_Activity_
Output the entries below so that they read exactly as they do now.

_Exercise input_

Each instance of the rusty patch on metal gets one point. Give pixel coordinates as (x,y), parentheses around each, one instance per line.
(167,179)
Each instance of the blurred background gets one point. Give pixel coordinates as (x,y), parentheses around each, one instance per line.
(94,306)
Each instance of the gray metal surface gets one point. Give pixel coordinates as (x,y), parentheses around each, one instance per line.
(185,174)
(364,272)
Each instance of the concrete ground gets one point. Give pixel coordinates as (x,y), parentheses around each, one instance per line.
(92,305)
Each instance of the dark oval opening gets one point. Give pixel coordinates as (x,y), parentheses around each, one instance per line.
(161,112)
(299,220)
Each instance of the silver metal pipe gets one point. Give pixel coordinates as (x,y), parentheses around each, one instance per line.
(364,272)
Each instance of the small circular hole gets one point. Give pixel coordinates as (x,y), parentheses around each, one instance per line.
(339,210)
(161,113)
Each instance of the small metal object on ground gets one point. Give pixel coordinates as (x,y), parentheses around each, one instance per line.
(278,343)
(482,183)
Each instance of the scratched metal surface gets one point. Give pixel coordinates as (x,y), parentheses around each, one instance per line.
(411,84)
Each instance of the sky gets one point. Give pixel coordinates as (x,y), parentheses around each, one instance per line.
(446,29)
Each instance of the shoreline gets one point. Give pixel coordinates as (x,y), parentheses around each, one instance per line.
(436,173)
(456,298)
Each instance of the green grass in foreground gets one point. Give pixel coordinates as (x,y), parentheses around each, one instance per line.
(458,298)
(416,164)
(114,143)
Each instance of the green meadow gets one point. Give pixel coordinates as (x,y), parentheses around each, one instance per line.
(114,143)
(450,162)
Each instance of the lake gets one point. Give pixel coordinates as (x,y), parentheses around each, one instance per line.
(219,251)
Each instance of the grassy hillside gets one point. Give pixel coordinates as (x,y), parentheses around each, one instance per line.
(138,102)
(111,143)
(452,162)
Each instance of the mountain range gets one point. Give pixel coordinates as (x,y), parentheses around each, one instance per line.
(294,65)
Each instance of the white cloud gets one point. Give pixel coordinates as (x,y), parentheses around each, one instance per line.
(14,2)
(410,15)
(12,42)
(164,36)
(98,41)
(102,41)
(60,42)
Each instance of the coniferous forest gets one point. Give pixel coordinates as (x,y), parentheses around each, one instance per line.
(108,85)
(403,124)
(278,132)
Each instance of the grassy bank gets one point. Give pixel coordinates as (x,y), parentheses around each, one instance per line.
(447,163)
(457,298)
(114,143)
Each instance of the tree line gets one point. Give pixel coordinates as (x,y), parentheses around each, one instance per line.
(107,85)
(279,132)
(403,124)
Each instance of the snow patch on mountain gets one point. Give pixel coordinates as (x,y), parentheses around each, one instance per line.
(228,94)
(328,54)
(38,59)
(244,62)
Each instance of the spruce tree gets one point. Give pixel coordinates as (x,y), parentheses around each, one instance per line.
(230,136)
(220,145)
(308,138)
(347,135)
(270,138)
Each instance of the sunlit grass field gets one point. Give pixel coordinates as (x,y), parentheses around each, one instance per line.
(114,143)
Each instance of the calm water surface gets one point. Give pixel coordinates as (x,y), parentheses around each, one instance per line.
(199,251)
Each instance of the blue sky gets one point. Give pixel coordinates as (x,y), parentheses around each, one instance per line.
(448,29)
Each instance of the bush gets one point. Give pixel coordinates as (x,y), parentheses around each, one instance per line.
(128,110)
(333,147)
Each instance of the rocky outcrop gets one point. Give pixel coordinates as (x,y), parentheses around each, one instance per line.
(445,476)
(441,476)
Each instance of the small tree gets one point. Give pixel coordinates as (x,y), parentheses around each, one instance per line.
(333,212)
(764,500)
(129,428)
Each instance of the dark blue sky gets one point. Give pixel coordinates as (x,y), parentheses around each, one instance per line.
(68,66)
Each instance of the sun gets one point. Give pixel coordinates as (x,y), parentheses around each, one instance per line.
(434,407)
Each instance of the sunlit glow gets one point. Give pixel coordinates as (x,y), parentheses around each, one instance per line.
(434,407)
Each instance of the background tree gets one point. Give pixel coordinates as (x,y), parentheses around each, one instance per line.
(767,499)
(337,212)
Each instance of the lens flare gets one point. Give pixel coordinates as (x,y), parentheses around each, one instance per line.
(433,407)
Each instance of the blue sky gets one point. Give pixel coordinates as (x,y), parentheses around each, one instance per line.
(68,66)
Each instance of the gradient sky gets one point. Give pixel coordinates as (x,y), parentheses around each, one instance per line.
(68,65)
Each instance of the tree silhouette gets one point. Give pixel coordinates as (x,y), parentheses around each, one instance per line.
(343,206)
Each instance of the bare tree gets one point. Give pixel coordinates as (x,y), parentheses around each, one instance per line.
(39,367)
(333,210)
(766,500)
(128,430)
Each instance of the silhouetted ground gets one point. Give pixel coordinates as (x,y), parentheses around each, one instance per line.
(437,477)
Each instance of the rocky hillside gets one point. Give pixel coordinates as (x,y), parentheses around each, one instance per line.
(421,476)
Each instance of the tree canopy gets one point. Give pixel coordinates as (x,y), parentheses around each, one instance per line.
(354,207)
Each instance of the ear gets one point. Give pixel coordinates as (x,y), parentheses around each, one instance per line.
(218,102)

_Answer box_
Each instance of the rusty patch on metal gets one point. Give pixel coordinates as (x,y), parentheses around each, one instance per line.
(167,179)
Each instance of the blurred background gets one point. Give pixel coordinates as (x,y), parentheses around each, one instance per line.
(94,306)
Each instance of the gray metal surface gets one point. Give pixel coordinates as (x,y), parentheses around each, one instance per line.
(185,174)
(364,272)
Each instance of the concrete ground gets one point. Give pixel coordinates as (x,y), parentheses around each, one instance per line.
(92,305)
Each instance of the dark oval opening gets one point. Give pixel coordinates as (x,y), parentheses around each, one instance per line.
(161,112)
(299,220)
Each instance of the silver metal pipe gets one point. Give pixel coordinates as (x,y), parentheses around each, one instance per line.
(364,272)
Each instance of the small circular hole gets one point. Give pixel coordinates as (x,y), parentheses around each, one instance per line.
(339,210)
(161,113)
Each instance of the small metal object on ground gets one point. Give pixel coordinates as (x,y), parentheses around each, one instance per line.
(278,343)
(482,183)
Each instance of the scratched metal surface gets one point. Give pixel coordinates as (x,y), parentheses around each, one instance per line.
(411,84)
Each instance of the sky gets one point. Give pixel coordinates as (x,y), parentheses around each, one instance per line.
(446,29)
Each instance of the shoreline gets one point. Give pixel coordinates as (x,y), parentheses around each, one instance per line.
(436,173)
(456,298)
Each instance of the green grass in foreground gets one point. Give pixel coordinates as (x,y), parentheses around each, one instance per line.
(458,298)
(416,164)
(114,143)
Each instance of the green meadow gets one point. Give pixel coordinates as (x,y), parentheses around each, one instance per line.
(114,143)
(450,162)
Each instance of the lake gets one point. Give pixel coordinates as (x,y), parentheses around each, one instance per line.
(219,251)
Each instance of the grassy hillside gets one point. Give pixel coordinates as (x,y), parentheses around each, one instance per line.
(138,102)
(111,143)
(452,162)
Each instance of the mountain range gets one point. Give pixel coordinates as (x,y), parentheses around each, one instance per line.
(294,65)
Each instance of the white cloud gets one point. Give pixel coordinates as (x,y), parentheses around each, one instance per line.
(14,2)
(410,15)
(12,42)
(164,36)
(98,41)
(102,41)
(60,42)
Each instance of the coniferous forest gets one point. Give pixel coordinates as (x,y), parentheses around each, one instance per line.
(108,85)
(403,124)
(278,132)
Each instance of the grassy bank gets one point. Give pixel coordinates as (x,y), parentheses around each, one instance per line.
(447,163)
(457,298)
(114,143)
Each instance of the tree line gets one point. Give pixel coordinates as (x,y), parentheses around each, one instance per line.
(107,85)
(279,132)
(403,124)
Each instance of the snow patch on mountain gets one point. Give pixel coordinates as (x,y), parentheses around each, one instance per line.
(228,94)
(328,54)
(38,59)
(244,62)
Each instance of the spruce tree gets one point. Give pixel coordinates as (x,y), parentheses around each, one instance per line.
(230,136)
(220,145)
(308,138)
(347,135)
(270,138)
Each instance of the sunlit grass field gets one point. Give pixel coordinates as (x,y), parentheses around each, one instance per line.
(114,143)
Each instance of the calm water surface gets one point. Give pixel coordinates as (x,y), parentheses around each, one instance per line.
(199,251)
Each instance of the blue sky gets one point. Give pixel coordinates as (x,y), parentheses around each, one instance per line.
(448,29)
Each instance of the bush gets one point. Give pixel coordinates as (x,y), parentheses around each, one instance per line.
(128,110)
(333,147)
Each instance of the rocky outcrop gets one point. Give pixel coordinates as (x,y), parentheses around each, one instance per line.
(445,476)
(441,476)
Each instance of the small tree gets one point. Give pixel coordinates as (x,y), parentheses around each, one instance per line.
(333,212)
(764,500)
(129,428)
Each instance of the dark blue sky gets one point. Give pixel coordinates as (x,y), parentheses around each, one instance per line.
(68,66)
Each instance of the sun gets one point. Give pixel coordinates as (x,y), parentheses around each, one instance per line.
(434,407)
Each instance of the sunlit glow gets one point. Give pixel coordinates as (x,y), parentheses around each, one instance per line.
(434,407)
Each instance of the background tree gets one point. Give pixel coordinates as (x,y), parentheses around each, one instance per line.
(767,499)
(337,212)
Each instance of the lens flare gets one point. Give pixel coordinates as (x,y), parentheses around each, one instance per line.
(433,407)
Each instance of the blue sky gets one point. Give pixel coordinates as (x,y), parentheses around each, one instance per line.
(68,66)
Each instance of the gradient sky gets one point. Give pixel coordinates as (x,y), parentheses around each, one instance per line.
(68,65)
Each instance of the tree silhouette gets one point. Give pixel coordinates as (x,y), parentheses around each, one instance per line.
(343,206)
Each instance of the bare tree gets one point. Give pixel coordinates as (x,y), parentheses around each, one instance per line.
(39,367)
(333,210)
(766,500)
(128,430)
Each instance of the silhouetted ground gets one point. Give pixel coordinates as (x,y), parentheses around each, one instance per line.
(437,477)
Each instance of the rocky hillside gets one point. Give pixel coordinates as (x,y), parentheses around each, one instance per line.
(421,476)
Each instance of the tree canopy gets one point. Give pixel coordinates as (x,y), parentheses around each, one instance per line.
(354,207)
Each instance of the ear gets one point. Give pixel coordinates as (x,y), parentheses around each, one instance per line.
(218,102)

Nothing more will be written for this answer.